## Given task
Starting at the line that contains "Can you tell me where the cloudy", copy each line through the end of the listing below. Include both ends and output nothing more.

-- Provided material start --

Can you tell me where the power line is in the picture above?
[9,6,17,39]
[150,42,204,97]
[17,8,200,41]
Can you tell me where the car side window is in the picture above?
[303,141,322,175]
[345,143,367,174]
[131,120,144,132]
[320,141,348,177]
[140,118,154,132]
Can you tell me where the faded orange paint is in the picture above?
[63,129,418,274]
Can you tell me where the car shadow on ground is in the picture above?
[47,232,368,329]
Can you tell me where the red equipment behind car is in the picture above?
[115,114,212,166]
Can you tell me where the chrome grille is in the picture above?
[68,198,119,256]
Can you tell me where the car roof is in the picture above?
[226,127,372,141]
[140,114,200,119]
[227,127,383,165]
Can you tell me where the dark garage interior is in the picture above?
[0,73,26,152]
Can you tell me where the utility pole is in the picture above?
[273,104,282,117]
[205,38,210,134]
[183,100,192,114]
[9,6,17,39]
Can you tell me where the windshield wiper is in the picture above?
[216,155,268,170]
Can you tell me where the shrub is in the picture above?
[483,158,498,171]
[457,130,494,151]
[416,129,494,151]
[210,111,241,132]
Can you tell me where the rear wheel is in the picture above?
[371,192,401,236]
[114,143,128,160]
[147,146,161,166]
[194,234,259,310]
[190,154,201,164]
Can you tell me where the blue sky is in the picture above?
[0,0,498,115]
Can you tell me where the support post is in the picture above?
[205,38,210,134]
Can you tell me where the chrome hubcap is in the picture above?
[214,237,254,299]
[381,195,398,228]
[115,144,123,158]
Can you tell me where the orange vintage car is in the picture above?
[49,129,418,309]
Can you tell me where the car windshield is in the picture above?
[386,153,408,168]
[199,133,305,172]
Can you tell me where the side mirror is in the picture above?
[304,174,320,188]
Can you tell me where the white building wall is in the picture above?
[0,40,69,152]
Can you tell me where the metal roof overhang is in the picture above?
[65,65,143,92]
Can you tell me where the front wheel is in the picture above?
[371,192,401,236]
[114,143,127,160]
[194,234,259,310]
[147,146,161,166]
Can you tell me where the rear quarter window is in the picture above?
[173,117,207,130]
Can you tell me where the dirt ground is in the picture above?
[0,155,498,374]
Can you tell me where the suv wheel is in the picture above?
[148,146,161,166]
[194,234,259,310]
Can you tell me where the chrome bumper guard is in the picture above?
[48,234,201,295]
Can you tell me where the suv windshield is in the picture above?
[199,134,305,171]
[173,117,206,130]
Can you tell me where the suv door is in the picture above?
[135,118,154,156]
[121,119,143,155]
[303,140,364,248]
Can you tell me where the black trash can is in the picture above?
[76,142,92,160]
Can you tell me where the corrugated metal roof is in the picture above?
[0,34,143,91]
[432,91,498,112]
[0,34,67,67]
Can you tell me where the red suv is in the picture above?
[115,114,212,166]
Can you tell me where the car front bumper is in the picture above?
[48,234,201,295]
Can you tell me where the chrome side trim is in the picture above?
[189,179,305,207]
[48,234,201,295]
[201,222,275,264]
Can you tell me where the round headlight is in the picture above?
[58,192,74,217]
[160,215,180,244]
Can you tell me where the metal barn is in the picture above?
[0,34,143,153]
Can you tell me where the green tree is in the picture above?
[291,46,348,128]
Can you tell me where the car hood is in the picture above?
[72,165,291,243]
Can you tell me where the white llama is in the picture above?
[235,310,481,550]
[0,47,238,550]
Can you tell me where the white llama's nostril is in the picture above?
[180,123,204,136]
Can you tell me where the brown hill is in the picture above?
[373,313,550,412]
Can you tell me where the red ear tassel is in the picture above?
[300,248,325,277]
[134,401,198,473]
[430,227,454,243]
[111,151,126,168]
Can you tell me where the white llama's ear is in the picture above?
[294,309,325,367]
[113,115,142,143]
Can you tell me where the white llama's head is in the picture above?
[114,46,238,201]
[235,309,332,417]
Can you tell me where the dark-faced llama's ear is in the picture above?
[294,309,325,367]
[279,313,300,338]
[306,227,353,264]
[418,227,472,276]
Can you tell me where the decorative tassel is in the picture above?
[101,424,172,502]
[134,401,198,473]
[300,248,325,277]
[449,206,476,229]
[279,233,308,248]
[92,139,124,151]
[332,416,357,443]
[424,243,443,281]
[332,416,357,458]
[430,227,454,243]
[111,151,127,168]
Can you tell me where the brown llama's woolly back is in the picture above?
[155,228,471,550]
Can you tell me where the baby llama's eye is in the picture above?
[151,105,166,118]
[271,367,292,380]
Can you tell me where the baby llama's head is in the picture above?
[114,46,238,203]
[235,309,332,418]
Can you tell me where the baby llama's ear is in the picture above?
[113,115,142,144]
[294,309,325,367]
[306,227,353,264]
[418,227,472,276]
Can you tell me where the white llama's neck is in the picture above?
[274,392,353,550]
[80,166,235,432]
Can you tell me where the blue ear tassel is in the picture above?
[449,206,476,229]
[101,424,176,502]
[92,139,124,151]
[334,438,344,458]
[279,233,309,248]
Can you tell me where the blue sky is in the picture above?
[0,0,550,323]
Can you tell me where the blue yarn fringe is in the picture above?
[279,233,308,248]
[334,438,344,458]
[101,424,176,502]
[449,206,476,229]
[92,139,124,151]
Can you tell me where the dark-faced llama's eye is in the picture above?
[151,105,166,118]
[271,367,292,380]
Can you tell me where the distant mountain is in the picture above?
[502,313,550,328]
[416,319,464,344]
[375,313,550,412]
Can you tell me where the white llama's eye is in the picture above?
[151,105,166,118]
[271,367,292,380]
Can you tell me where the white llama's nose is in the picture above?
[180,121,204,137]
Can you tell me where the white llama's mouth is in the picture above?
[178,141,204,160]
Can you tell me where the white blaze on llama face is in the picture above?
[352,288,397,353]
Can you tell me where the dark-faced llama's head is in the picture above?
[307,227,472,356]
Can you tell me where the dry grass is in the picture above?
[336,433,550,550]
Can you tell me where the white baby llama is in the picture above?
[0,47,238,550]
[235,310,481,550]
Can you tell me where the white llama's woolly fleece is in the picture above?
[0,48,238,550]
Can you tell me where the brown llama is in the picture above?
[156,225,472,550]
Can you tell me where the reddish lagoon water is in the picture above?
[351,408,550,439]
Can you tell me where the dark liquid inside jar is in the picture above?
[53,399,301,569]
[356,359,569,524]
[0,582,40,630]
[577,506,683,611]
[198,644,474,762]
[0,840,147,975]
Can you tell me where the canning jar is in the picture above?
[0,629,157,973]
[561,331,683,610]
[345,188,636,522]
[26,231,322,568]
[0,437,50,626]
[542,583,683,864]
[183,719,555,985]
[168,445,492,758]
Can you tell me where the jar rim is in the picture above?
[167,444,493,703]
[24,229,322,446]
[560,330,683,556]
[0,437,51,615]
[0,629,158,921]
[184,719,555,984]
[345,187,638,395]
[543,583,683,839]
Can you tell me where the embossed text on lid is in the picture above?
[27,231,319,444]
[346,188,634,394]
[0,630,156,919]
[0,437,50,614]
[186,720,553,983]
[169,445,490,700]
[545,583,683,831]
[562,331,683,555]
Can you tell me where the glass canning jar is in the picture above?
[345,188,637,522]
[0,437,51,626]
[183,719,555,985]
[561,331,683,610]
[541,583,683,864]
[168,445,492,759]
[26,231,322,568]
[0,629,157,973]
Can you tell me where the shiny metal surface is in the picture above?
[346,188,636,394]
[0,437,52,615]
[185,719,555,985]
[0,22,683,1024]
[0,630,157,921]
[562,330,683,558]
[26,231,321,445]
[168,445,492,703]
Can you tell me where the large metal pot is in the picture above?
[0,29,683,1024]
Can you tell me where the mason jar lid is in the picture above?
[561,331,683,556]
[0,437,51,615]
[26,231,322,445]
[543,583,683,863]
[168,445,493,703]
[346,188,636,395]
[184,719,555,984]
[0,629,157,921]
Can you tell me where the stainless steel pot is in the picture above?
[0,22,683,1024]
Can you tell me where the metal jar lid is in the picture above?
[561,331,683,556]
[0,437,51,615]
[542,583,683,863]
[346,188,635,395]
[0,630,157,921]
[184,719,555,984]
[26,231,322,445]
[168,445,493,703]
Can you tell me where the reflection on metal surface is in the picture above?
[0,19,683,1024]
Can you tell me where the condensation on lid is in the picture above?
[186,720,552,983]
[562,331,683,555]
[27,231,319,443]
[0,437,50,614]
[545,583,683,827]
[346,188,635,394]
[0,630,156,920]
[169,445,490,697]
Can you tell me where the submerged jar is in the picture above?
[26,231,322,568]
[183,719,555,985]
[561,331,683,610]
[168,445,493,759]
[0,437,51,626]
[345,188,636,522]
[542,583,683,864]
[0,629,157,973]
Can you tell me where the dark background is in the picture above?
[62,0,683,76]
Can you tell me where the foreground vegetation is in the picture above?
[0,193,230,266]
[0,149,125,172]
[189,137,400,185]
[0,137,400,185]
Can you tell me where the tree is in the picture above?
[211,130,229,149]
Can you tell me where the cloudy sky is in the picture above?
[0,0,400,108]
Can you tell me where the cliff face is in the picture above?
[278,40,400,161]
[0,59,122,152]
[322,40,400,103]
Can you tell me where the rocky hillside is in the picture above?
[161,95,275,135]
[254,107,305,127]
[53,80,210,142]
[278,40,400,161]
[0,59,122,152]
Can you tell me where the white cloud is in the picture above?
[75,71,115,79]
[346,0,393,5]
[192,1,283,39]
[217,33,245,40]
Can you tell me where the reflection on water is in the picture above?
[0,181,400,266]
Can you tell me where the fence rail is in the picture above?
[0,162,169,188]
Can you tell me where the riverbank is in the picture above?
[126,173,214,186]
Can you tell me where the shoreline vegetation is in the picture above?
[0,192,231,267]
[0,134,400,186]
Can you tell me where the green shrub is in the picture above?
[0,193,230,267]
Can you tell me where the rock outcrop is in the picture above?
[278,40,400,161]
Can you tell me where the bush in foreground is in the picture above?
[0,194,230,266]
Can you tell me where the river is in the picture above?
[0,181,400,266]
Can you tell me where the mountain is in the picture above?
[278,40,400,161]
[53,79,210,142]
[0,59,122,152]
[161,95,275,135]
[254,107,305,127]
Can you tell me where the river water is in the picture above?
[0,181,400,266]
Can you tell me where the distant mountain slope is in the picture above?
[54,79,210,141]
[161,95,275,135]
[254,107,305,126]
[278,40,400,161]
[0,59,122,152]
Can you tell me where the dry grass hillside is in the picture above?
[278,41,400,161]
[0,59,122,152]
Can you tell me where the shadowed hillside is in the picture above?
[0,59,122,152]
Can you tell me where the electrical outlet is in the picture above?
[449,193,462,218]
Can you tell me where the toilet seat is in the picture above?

-- Provided material end --

## Task result
Can you tell me where the cloudy sky is in the picture above?
[0,0,400,108]
Can you tell me where the cliff face is in the picture above?
[278,40,400,161]
[0,59,122,152]
[322,40,400,103]
Can you tell me where the rocky hillside is in the picture above?
[161,95,275,135]
[254,107,305,127]
[53,80,210,142]
[278,40,400,161]
[0,59,122,152]
Can you tell me where the white cloud is in the picture above?
[75,71,115,79]
[346,0,393,5]
[192,1,283,39]
[217,33,245,40]
Can you tell me where the reflection on water is in the picture above?
[0,181,400,266]
Can you tell me where the fence rail is in the picture above?
[0,162,169,188]
Can you tell me where the riverbank is in the picture above?
[126,173,214,186]
Can you tell me where the shoreline vegetation is in the picture above?
[0,192,231,267]
[0,134,400,186]
Can you tell me where the green shrub is in the picture above?
[0,193,230,267]
Can you tell me where the rock outcrop is in the picture above?
[278,40,400,161]
Can you tell me where the bush in foreground is in the picture above?
[0,194,230,266]
Can you tell me where the river is in the picture above?
[0,181,400,266]
Can you tell me where the mountain is in the picture above?
[278,40,400,161]
[53,79,210,142]
[0,59,122,152]
[161,95,275,135]
[254,107,305,127]
Can you tell me where the river water is in the picture above?
[0,181,400,266]
Can you tell me where the distant mountain slope is in the picture above?
[54,79,210,141]
[161,95,275,135]
[254,107,305,126]
[278,40,400,161]
[0,59,122,152]
Can you tell me where the dry grass hillside is in the picture above?
[278,41,400,161]
[0,59,122,152]
Can you tell me where the shadowed hillside is in the picture above?
[0,59,122,152]
Can you tell me where the electrical outlet is in the picture above?
[449,193,462,218]
Can you tell me where the toilet seat is in the picture above?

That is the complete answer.